Pick out each row below that contains the word "lake", and copy those rows.

**Data section**.

==============================

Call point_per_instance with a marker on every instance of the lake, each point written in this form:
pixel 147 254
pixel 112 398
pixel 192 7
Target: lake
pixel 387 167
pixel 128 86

==============================

**Completed task**.
Call point_per_instance with a marker on every instance of the lake, each point written in this form:
Target: lake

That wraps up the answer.